**SUPPLIED TEXT:**
◆ ◆ ◆ ◆

Odd problems with 5.12 upgrade

Hi folks. I just finished upgrading my ONE 5.6 / ubuntu 18.04 installation to 5.12 / ubuntu 20.04. After clearing a few bumps in the road everything is going well, aside from one (possibly two) oddities.

(1) Every couple of minutes, I see the following in oned.log:
[Z0][AuM][D]: Message received: LOG I 0 Command execution failed (exit code: 255): /var/lib/one/remotes/auth/server_cipher/authenticate
[Z0][AuM][I]: Command execution failed (exit code: 255): /var/lib/one/remotes/auth/server_cipher/authenticate
[Z0][AuM][D]: Message received: LOG D 0 authenticate: Authenticating serveradmin, with password ----- (------)
[Z0][AuM][I]: authenticate: Authenticating serveradmin, with password ------ (------)
[Z0][AuM][D]: Message received: LOG E 0 bad decrypt
[Z0][AuM][I]: bad decrypt
[Z0][AuM][D]: Message received: AUTHENTICATE FAILURE 0 bad decrypt
[Z0][AuM][E]: Auth Error: bad decrypt
[Z0][ReM][D]: Req:9632 UID:-1 IP:127.0.0.1 one.documentpool.info invoked , -2, -1, -1, 100
[Z0][ReM][E]: Req:9632 UID:- one.documentpool.info result FAILURE [one.documentpool.info] User couldn’t be authenticated, aborting call.
[Z0][AuM][D]: Message received: LOG I 1 Command execution failed (exit code: 255): /var/lib/one/remotes/auth/server_cipher/authenticate
[Z0][AuM][I]: Command execution failed (exit code: 255): /var/lib/one/remotes/auth/server_cipher/authenticate
[Z0][AuM][D]: Message received: LOG D 1 authenticate: Authenticating serveradmin, with password ------ (------)
[Z0][AuM][I]: authenticate: Authenticating serveradmin, with password ------ (------)
[Z0][AuM][D]: Message received: LOG E 1 bad decrypt
[Z0][AuM][I]: bad decrypt
[Z0][AuM][D]: Message received: AUTHENTICATE FAILURE 1 bad decrypt
[Z0][AuM][E]: Auth Error: bad decrypt
[Z0][ReM][D]: Req:2688 UID:-1 IP:127.0.0.1 one.vmpool.infoextended invoked , -2, -1, -1, -1, “”
[Z0][ReM][E]: Req:2688 UID:- one.vmpool.infoextended result FAILURE [one.vmpool.infoextended] User couldn’t be authenticated, aborting call.
(I’ve redacted the passwords but really didn’t need to because they in no way resemble the actual serveradmin pswd. I’m assuming these are hashes and/or tokens.)
I’ve tried everything I can think of to straighten it out: changing the serveradmin password (with --sha256), patching the database directly (which I botched and locked myself out - good thing I had a backup!) and even going so far as to create a linux serveradmin user and changing the auth method from “server_cipher” to “core” All with multiple service restarts and server reboots mixed in. Nothing gets rid of the auth failures.
The only possible clue that I have is that:
(2) syslog is showing the following at frequent intervals:
Condition check resulted in OpenNebula SSH persistent connection cleaner being skipped.

◆ ◆ ◆ ◆

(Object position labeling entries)
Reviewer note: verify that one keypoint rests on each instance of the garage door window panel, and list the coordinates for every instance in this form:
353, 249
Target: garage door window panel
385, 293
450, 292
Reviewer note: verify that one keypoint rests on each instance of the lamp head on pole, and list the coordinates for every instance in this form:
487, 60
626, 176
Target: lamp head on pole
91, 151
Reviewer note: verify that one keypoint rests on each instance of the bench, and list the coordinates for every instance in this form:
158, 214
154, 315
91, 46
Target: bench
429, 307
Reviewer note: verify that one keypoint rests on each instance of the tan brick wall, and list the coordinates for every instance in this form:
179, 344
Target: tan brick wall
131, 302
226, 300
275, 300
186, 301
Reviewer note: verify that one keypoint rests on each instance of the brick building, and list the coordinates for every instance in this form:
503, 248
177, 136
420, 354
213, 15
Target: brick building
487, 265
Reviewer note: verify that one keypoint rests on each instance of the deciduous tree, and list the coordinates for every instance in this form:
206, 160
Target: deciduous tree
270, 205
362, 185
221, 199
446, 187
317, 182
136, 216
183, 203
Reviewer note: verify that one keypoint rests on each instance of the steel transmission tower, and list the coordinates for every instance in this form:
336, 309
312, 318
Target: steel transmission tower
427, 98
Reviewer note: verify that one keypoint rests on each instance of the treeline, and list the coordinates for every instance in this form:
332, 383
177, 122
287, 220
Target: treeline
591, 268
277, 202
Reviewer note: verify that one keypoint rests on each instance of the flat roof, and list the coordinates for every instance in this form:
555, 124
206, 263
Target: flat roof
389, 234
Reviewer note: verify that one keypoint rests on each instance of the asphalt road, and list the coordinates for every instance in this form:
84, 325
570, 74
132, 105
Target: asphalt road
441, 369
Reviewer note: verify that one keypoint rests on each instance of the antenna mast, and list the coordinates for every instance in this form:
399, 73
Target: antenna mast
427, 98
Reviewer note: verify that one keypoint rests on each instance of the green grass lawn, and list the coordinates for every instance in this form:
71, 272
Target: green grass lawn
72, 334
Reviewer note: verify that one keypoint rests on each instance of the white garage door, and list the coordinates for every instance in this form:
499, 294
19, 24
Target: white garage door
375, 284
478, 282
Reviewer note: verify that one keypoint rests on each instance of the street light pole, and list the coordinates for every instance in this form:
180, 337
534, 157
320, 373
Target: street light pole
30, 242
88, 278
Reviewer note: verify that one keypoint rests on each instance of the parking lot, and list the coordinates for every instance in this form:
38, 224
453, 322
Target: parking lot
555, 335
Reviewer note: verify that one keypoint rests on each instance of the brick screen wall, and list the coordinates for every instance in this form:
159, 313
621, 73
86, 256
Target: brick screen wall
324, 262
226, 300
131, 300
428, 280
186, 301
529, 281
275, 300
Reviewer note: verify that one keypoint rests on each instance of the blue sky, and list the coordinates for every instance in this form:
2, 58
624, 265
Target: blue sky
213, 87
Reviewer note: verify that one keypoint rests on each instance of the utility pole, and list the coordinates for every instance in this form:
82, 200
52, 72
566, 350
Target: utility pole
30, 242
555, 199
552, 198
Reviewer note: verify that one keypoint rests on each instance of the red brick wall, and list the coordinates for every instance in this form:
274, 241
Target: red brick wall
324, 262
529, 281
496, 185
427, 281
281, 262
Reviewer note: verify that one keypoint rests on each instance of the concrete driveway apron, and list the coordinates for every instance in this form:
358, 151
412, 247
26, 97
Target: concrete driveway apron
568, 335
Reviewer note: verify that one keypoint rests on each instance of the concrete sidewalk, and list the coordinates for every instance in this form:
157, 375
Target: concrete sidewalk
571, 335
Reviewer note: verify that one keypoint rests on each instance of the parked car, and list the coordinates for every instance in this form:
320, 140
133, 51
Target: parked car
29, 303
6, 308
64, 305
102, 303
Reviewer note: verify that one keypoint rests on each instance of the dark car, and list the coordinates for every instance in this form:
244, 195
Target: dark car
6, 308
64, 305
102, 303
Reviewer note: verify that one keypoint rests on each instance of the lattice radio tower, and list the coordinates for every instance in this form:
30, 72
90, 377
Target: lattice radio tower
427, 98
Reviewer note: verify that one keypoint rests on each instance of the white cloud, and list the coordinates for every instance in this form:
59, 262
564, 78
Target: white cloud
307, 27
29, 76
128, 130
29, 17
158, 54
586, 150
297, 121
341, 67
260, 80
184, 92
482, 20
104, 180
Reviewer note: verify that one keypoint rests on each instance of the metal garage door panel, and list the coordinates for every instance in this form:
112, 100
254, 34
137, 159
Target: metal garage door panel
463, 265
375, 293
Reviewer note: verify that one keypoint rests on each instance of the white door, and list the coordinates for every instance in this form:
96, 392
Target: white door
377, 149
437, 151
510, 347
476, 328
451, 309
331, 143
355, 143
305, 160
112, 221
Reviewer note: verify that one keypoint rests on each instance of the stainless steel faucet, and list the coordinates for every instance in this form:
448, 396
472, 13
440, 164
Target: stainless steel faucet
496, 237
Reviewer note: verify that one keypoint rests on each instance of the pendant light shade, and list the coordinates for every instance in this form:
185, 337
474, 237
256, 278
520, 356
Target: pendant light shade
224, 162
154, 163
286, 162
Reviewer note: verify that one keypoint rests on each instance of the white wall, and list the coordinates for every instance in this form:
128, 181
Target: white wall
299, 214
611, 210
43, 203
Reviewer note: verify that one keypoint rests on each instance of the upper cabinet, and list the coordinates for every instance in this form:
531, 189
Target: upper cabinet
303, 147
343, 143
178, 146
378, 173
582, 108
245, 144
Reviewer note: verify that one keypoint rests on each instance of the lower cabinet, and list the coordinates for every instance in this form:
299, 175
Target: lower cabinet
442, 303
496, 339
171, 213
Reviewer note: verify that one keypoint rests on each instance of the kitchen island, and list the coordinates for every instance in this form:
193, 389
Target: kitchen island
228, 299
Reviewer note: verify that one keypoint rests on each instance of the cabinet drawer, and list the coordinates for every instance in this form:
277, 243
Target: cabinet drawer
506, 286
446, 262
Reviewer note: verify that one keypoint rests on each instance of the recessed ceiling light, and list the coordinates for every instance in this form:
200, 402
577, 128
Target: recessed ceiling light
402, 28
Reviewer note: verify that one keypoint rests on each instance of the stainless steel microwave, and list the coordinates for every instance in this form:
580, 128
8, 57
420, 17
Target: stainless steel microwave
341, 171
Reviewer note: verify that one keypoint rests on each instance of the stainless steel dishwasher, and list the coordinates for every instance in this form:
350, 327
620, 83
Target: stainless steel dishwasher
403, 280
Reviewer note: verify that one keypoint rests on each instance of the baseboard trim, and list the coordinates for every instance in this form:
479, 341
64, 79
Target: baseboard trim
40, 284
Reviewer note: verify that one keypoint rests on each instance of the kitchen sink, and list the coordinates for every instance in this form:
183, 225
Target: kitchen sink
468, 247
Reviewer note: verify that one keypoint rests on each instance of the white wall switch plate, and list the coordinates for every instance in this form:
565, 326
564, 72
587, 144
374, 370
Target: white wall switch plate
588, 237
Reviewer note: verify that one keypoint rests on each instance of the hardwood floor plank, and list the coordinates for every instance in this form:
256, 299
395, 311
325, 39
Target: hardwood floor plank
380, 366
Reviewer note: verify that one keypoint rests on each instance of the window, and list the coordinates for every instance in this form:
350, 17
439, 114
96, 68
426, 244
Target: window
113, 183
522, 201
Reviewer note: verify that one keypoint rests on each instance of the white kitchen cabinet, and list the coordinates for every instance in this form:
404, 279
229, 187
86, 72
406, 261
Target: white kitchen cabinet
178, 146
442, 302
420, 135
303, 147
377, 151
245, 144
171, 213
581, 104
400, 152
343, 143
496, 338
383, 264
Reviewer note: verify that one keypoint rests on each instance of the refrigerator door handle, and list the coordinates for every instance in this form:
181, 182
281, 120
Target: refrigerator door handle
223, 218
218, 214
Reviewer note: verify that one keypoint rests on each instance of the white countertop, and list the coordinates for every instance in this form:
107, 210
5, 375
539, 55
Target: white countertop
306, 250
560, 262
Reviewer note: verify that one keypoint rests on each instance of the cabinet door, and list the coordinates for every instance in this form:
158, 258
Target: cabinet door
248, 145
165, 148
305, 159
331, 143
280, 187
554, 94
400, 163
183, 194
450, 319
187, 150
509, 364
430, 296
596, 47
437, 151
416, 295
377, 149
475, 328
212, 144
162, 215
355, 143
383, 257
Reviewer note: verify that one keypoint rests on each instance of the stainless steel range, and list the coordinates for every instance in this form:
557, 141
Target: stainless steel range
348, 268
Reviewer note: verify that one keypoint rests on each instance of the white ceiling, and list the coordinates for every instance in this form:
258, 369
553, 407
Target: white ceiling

◆ ◆ ◆ ◆

**INSTRUCTIONS:**
1: Extract every line of the records that contains the string "plank".
2: Carry on the forum post about the OpenNebula 5.12 upgrade from the point where it stops.
The records are unrelated to the forum post about the OpenNebula 5.12 upgrade.

**EXPECTED RESPONSES:**
1:
Reviewer note: verify that one keypoint rests on each instance of the hardwood floor plank, and list the coordinates for every instance in this form:
Target: hardwood floor plank

2:
I have no idea what this is or what to do about it, and also cannot make a chicken/egg determination, if this is not in fact an unrelated problem.

I’m stumped. Does anyone have any thoughts as to how I can straighten this out?

RH

Edit (1): To clarify: the password shown in the “oneuser show systemadmin” output matches the password shown in the log output. Neither matches the password as set in the various _auth files. I tried plugging the logged password into sunstone_auth and subsequent login failed; replaced the original string and login succeeded. I assume, because I must, that the log/show string is the sha256 hash of the actual password.

Edit (2): The condition-check message is coming from systemd. No sign of a “connection cleaner” job in /etc/systemd or systemctl list-unit-files.

Hello @Rich.H,

Could you follow the steps below and try again:

I know probably you’ve already executed this (or something similar), please execute it again anyway just to make sure. If after executing this, the error persist will try to debug this to find out if there is a bug.

Well. I followed the steps in your list. The decrypt errors are gone, and remain absent after a server reboot. (The systemd SSH cleanup messages in syslog are still appearing.)
There are two significant difference in your procedure vs. the one I followed during installation:

  • The length of the changed serveradmin password was 64 characters, containing numbers and mixed-case letters. The previous password, which is again the current password, is 32 characters with numbers and lower-case letters.
  • The oneuser command I used at upgrade time specified the password directly, instead of fetching it from sunstone_auth: “oneuser passwd --sha256 serveradmin [password]”. I assume the command in the docs is removing “serveradmin:” from the sunstone_auth file contents. Is it modifying the password string in any other way?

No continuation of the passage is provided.